→ WORK TO COMPLETE:
Look through the material that follows and show every line with the string "garage".

[Start of Attachment]

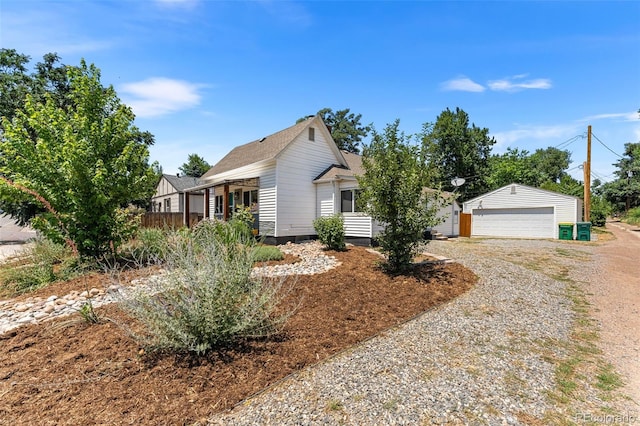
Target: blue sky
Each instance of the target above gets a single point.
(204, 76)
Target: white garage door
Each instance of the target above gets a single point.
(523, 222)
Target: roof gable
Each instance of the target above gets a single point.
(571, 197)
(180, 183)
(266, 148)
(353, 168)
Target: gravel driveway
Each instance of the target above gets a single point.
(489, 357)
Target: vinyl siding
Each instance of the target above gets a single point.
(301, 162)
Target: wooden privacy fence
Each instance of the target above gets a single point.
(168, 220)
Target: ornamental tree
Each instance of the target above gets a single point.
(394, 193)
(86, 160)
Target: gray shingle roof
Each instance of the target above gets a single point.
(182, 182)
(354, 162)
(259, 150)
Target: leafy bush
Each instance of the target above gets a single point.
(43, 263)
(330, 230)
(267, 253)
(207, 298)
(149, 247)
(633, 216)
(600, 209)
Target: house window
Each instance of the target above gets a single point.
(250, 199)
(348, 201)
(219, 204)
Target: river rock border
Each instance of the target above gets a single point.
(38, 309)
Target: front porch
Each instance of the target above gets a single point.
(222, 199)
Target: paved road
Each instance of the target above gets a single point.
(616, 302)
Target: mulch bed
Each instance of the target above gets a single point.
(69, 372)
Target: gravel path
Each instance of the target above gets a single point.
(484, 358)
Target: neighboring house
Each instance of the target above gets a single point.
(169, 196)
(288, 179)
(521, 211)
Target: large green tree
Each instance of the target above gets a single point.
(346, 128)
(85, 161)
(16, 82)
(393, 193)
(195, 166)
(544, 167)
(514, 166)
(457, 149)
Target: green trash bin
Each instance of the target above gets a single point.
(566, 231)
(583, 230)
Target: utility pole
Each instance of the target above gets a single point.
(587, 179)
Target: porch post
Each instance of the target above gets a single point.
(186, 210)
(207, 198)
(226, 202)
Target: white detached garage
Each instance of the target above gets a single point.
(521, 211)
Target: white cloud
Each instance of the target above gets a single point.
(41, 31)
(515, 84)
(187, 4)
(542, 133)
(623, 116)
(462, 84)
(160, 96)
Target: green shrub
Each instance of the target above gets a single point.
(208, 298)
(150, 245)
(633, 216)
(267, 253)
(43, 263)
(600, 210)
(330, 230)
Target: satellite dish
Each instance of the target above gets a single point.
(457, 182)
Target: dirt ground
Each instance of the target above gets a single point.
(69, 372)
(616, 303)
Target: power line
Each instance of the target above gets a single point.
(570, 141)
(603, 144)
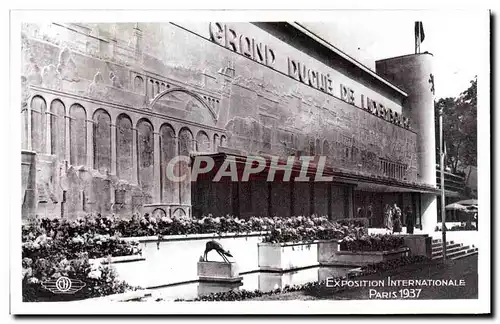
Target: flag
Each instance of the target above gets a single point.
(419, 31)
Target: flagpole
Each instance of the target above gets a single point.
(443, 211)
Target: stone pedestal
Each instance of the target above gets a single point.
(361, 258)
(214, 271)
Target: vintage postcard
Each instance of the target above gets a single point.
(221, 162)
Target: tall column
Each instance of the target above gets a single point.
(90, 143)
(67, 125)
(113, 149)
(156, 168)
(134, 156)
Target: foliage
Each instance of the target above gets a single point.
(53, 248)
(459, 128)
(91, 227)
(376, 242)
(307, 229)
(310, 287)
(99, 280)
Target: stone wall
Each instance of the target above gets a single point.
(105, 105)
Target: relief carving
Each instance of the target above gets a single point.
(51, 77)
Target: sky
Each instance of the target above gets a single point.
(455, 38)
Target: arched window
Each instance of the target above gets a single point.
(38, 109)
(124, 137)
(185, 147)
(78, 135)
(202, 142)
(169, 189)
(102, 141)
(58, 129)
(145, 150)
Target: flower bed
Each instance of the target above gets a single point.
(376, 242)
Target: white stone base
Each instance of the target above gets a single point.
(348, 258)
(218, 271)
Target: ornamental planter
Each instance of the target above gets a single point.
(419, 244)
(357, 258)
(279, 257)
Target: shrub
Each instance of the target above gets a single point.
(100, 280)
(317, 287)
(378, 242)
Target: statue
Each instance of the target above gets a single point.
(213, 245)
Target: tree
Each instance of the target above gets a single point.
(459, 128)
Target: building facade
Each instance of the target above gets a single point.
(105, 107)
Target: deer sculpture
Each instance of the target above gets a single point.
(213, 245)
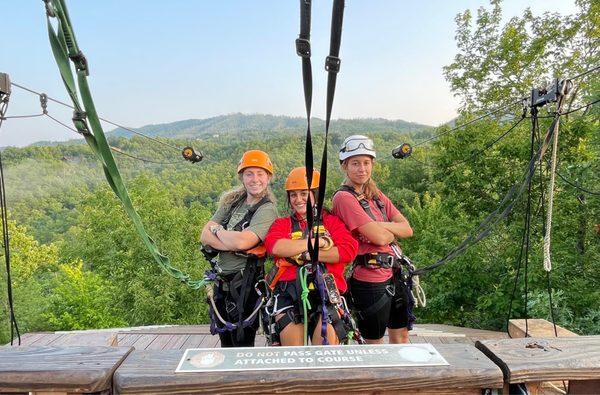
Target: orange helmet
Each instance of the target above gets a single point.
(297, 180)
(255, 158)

[End of Attachment]

→ SOLUTION TO THIS TASK:
Target: white garage door
Target: white detached garage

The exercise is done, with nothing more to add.